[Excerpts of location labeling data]
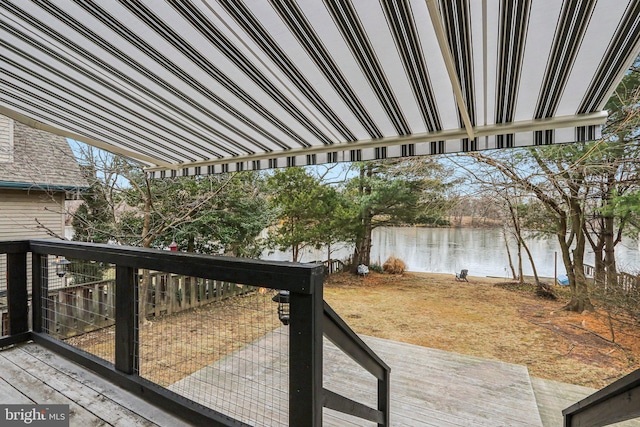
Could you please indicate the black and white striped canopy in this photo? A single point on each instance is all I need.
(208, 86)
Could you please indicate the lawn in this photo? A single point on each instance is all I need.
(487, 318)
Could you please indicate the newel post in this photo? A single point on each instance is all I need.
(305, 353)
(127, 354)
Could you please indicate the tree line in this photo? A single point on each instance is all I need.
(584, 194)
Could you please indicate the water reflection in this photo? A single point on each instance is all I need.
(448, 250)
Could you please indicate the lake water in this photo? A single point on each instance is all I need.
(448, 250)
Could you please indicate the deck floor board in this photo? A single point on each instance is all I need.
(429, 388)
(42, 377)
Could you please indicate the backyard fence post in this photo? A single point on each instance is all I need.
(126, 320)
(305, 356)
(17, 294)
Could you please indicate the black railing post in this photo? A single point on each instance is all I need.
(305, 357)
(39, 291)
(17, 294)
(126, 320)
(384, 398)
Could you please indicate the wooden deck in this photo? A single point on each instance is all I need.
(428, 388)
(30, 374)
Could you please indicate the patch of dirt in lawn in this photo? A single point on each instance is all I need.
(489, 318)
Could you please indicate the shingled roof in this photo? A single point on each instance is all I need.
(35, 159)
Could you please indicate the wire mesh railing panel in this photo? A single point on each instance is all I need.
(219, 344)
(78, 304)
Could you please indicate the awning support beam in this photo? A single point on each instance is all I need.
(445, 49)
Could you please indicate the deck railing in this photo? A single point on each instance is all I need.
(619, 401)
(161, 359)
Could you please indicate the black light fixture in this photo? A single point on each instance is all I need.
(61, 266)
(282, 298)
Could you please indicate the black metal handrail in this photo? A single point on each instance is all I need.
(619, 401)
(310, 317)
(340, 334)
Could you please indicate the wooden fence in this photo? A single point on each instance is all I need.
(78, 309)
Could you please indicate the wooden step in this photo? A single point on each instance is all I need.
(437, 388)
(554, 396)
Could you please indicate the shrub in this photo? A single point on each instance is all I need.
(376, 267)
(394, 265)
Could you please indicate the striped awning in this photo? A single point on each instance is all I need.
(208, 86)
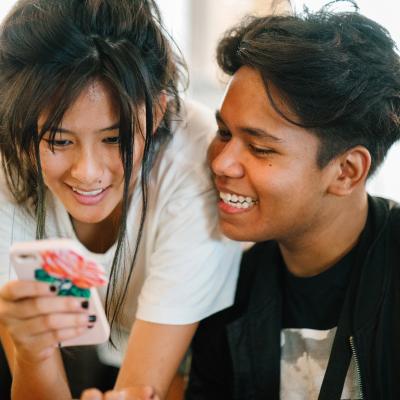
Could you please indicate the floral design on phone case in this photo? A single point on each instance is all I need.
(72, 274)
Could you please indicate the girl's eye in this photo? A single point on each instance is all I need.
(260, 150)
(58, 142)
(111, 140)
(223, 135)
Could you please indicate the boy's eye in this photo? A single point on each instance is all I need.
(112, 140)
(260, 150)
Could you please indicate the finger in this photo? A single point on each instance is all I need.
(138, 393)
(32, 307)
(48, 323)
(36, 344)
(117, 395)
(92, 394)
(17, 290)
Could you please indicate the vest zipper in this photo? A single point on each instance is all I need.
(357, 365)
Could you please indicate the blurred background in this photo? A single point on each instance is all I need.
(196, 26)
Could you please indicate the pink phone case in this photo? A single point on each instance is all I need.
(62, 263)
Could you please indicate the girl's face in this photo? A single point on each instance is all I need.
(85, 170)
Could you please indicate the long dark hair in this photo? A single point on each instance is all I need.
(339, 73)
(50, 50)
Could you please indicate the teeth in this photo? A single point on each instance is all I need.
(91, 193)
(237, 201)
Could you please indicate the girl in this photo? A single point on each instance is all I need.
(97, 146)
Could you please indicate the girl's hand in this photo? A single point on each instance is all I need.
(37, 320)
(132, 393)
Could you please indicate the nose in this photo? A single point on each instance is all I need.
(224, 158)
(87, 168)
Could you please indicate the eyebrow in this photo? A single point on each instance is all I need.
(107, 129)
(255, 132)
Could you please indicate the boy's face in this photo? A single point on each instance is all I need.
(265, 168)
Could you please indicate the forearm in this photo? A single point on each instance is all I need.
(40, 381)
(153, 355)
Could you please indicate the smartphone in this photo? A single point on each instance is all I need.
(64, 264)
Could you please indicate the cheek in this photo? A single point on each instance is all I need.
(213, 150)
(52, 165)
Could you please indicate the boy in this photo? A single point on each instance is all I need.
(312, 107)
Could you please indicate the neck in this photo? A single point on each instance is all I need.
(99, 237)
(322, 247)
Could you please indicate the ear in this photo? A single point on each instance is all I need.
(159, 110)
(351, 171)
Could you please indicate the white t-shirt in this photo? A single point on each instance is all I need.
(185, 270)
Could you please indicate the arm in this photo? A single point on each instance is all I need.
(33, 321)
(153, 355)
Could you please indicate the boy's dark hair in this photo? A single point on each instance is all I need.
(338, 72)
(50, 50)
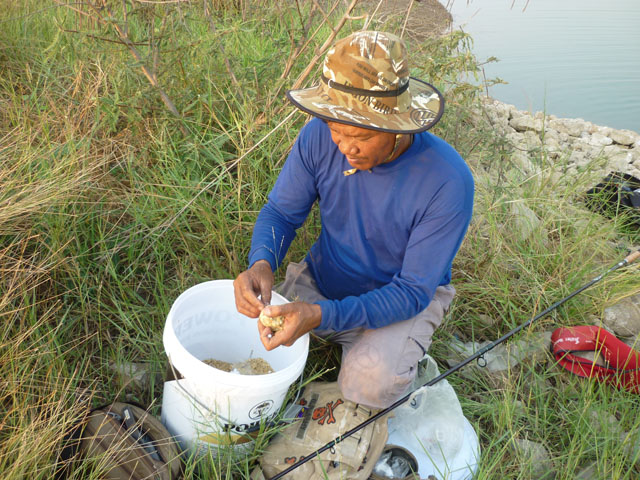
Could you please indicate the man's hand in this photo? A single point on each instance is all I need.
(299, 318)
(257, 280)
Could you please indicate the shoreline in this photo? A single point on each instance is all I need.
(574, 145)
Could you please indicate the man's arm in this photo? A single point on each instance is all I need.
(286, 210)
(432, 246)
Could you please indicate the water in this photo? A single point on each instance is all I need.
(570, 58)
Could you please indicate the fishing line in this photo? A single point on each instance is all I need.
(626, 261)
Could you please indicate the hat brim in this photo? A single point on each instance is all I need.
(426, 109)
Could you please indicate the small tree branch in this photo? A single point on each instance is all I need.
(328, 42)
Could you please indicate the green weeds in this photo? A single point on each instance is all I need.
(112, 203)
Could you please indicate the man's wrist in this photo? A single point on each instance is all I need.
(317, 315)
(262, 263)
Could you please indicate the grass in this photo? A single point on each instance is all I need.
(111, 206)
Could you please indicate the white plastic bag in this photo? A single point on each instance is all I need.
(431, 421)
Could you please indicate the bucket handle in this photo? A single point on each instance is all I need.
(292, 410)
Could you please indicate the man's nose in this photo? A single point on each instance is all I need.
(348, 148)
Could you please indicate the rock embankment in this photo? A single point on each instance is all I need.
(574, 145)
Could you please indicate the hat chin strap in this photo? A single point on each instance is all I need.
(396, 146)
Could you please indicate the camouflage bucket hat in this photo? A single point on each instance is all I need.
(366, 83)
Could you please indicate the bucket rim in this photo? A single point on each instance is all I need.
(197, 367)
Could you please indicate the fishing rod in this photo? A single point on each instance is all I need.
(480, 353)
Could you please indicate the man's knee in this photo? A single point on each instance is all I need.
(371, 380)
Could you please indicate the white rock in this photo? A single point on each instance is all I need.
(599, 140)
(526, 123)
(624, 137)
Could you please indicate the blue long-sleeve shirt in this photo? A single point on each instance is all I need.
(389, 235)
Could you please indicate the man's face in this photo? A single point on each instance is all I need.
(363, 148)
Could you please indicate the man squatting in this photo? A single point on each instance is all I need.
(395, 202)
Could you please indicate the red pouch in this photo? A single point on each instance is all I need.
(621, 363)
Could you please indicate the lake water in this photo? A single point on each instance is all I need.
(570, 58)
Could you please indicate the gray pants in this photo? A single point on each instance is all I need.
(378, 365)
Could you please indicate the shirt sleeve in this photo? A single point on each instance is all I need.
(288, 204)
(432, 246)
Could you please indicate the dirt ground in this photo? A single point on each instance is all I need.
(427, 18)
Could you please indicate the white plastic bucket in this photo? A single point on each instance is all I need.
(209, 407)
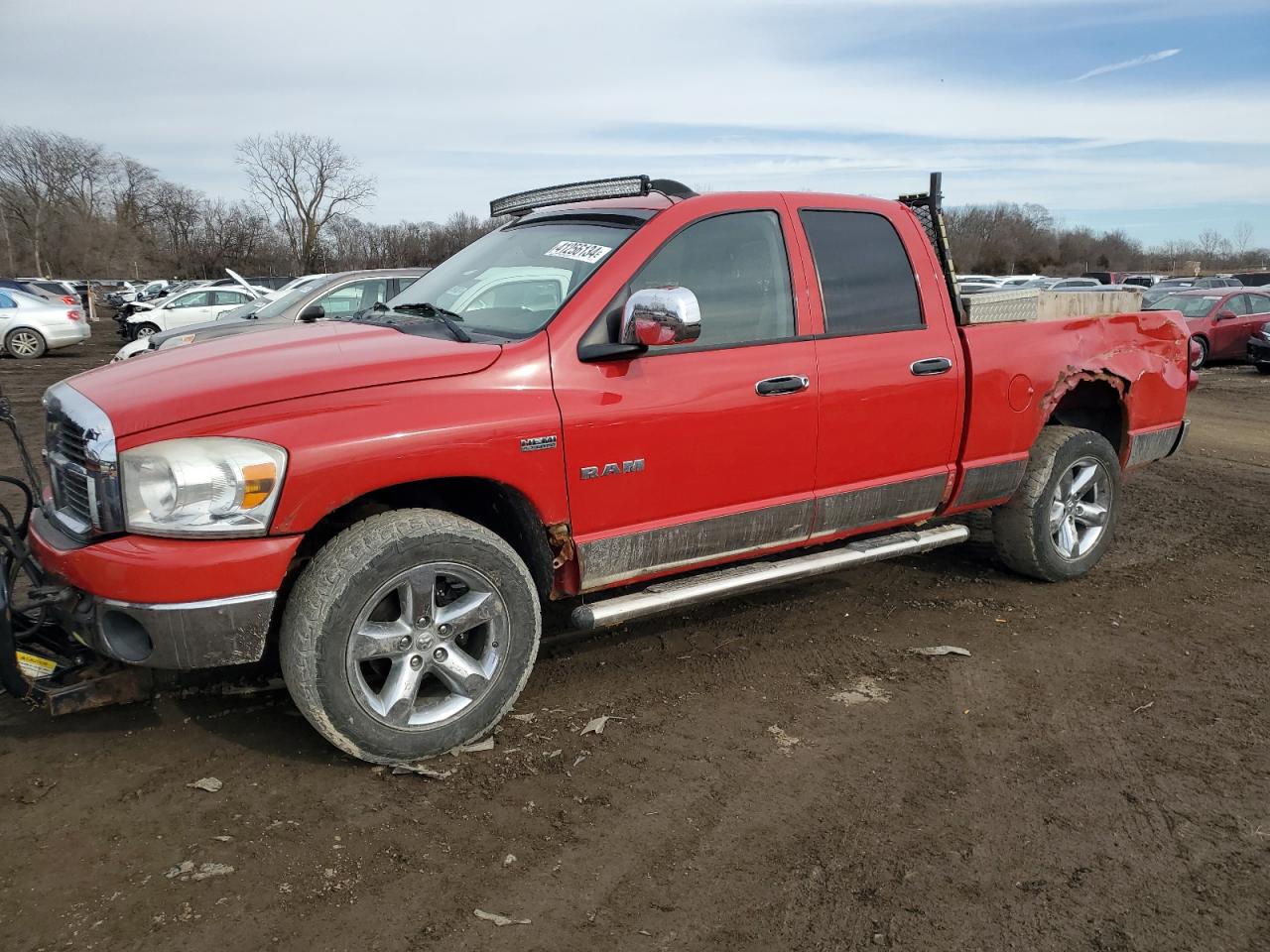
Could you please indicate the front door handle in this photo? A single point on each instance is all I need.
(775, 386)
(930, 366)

* GIVEN TASK: Omit every picture, then reproduce the rest of the listing exactly.

* OUTPUT OF THE EXERCISE:
Could you please indicate the black and white striped canopy in this photo? A single point on each instance is all I need.
(208, 86)
Could you please indicate the lawn in this photo? A single point on each instance is all I need.
(487, 318)
Could you please indicate the newel post in this photo? A single point on each instance is all I need.
(305, 353)
(127, 354)
Could you please indicate the tree line in this photo? A single point on each instance is all I need.
(584, 194)
Could you please indicate the water reflection in this photo? A single point on each instance is all I need.
(448, 250)
Could you please indicate the lake water in this photo? A single point on each instance is all I need.
(448, 250)
Could you please indicate the deck floor board in this photo? A single point on each instance is all I need.
(429, 388)
(42, 377)
Could you please indicate the backyard fence post in this photo? A single point on each instance is all I need.
(126, 320)
(305, 356)
(17, 294)
Could you please indicate the black railing post in this photo? A single point on each instance is all I need.
(305, 357)
(39, 291)
(17, 294)
(126, 320)
(384, 398)
Could you please indicate the wooden deck in this photo? A single point on each instance is all I need.
(428, 388)
(30, 374)
Could you please indicate the patch of dirt in lawn in this photo? A single point on each instance is all I need.
(489, 318)
Could you please indicate the shingled roof in this photo? A single point on each instance is all I need.
(35, 159)
Could you please indicate the wire mesh railing panel in this photo? A single point on each instance is all I need.
(219, 344)
(78, 304)
Could you please indicate the awning support beam in this photo? A single point on each instance is all I need.
(445, 49)
Could you please indicate the deck railing in this photo? A single point on each instance is all I need.
(619, 401)
(161, 359)
Could you please indicate the black light fixture in this photo? A single point on each instance is all I need.
(61, 266)
(282, 298)
Could you please indicate the black metal handrail in this photo? A single point on each instance is all I need.
(619, 401)
(310, 317)
(340, 334)
Could you please indicate the wooden fence in this photo? A single point on each instance is all I need.
(78, 309)
Could you please indicate the wooden step in this photo? A single point on each instance is all I need.
(437, 388)
(554, 396)
Could you please indicate the shrub in this photo? A single point on each instance is all I need.
(376, 267)
(394, 265)
Could you please indicate the striped awning in this photo? A single point on each instance is all I need.
(208, 86)
Could you please indicate the floral design on phone case in this photo? A single point on each instance is all I need.
(72, 274)
Could you please indicate the girl's eye in this photo? A single point on each instance is all I need.
(260, 150)
(58, 142)
(111, 140)
(223, 135)
Could you please indicate the boy's eye in this photo? A single point on each instance is all I need.
(112, 140)
(260, 150)
Could you please indicate the finger in this photo? A single point on each instance is all I need.
(138, 393)
(32, 307)
(48, 323)
(36, 344)
(117, 395)
(92, 394)
(17, 290)
Could you please indicate the vest zipper in this photo? A single point on each instance is all I need.
(357, 365)
Could you please indicate the blurred background in this photo? A single point on each instance is all I need.
(196, 26)
Could you please indicate the pink phone case in this photo? A single point on each instance is all I need.
(62, 263)
Could you please indicate the girl's face in this photo? A single point on each instance is all I need.
(85, 170)
Could you please indicate the long dark hair in this photo? A single point on each instance is all I need.
(339, 73)
(50, 50)
Could you please indicate the teeth in this photo? A single point on each instance is all I need.
(91, 193)
(237, 201)
Could you please indicate the girl in this photo? A single point on each instance is all I need.
(97, 146)
Could you please indicate the girl's hand in this photo? A single point on each instance is all I need.
(37, 320)
(132, 393)
Could you please indicate the nose in this photo? A single point on each instance is all I need.
(224, 158)
(87, 168)
Could you please indicate the eyebrow in this photo? A single point on each instance is all I need.
(107, 129)
(255, 132)
Could you please indicate the boy's face in this photo? A single point on each instance is all I need.
(265, 168)
Could you please indicate the forearm in this photo? A single point on each instance is all I need.
(40, 381)
(153, 355)
Could you please indicate the smartphone in this photo? A single point on each instance is all I need.
(64, 264)
Could you please indicate the cheek in this photo? A single point on each instance is all I need.
(213, 150)
(52, 165)
Could you please indicate the boy in this photo? A single point on each instance is all I need.
(312, 107)
Could you please indicate the neck in this photo? A single point on each instance is all I need.
(99, 237)
(322, 247)
Could you please indicate the ear in this photo? A single point on each instance is all I need.
(159, 110)
(351, 171)
Could you please indicate the white t-shirt in this photo? A single point on each instance is all I need.
(185, 270)
Could you please indicate the arm in this photo? A single point on each instance is all I need.
(33, 321)
(153, 355)
Could you please indicate the boy's dark hair in this photo? A single point on each instance is all I need.
(338, 72)
(50, 50)
Could you please indicate the man's hand in this photo? A single point on each instance is all I need.
(299, 318)
(257, 280)
Could you please indicate the shoreline in this photo? A single point on each instance is all I need.
(574, 145)
Could you please indicate the man's arm in this photo? A single point on each instance is all I need.
(286, 210)
(432, 246)
Could you please indicate the water in this photo? A single point on each instance is all I need.
(570, 58)
Could you please indicate the fishing line in this photo? A single point on each instance is all I need.
(626, 261)
Could you please indicate the hat brim in this photo? A single point on each instance is all I need.
(426, 109)
Could you please indicate the small tree branch in this photo? A single point on each instance is all I need.
(328, 42)
Could you please indicate the green weeds in this photo? A single point on each instance is all I need.
(112, 203)
Could you please indicate the man's wrist in this photo? A single point on each instance is all I need.
(317, 315)
(262, 263)
Could you please indicate the grass in this photo? A single point on each instance is all I need.
(111, 206)
Could you please indicate the white plastic bag in this photo? A single point on each instance is all I need.
(431, 421)
Could you please indicate the bucket handle in this photo? A single point on each instance is all I need.
(292, 410)
Could you please indicate the man's nose in this photo? A single point on each instance is all I need.
(348, 148)
Could you please indicate the rock embankment in this photo? A single point on each instance is all I need.
(574, 145)
Could you please indicate the hat chin strap in this photo? A single point on each instance is all I need.
(396, 146)
Could you please indicate the camouflage bucket hat in this photo? A single point on each instance is all I need.
(366, 83)
Could you please indicate the bucket rim in this photo? A single point on each instance is all I need.
(197, 367)
Could you please indicate the fishing rod in this photo? A single point on each instance is all I need.
(480, 353)
Could you please indicate the man's knee in this photo? A single point on each instance is all I need.
(371, 380)
Could you please indicate the white rock in this photo? A single point on each instance is all I need.
(599, 140)
(526, 123)
(624, 137)
Could you please indicate the blue long-sleeve shirt in this photo? A single point on each instance is all I need.
(389, 235)
Could you please indicate the man's face in this photo? A single point on each instance is all I need.
(363, 148)
Could you please indicate the man squatting in this photo? A single point on each instance is all I need.
(395, 202)
Could you please indicate the red pouch in this photo? A single point on each instance is all I need.
(621, 363)
Could you please indicate the lake water in this photo? A single point on each instance is all I need.
(570, 58)
Could you please indicate the gray pants in this photo? A single point on each instance is all I need.
(378, 365)
Could you please indicate the shirt sleeve in this photo? A single point on each instance is all I need.
(288, 204)
(432, 246)
Could you please indicate the dirt ground in this photo? A single point on each instance is all I need.
(427, 18)
Could you please indicate the white plastic bucket in this photo? A single point on each instance is all I need.
(209, 407)
Could you please indicate the front door handle in this photo? A single point on each instance is all I need.
(775, 386)
(930, 366)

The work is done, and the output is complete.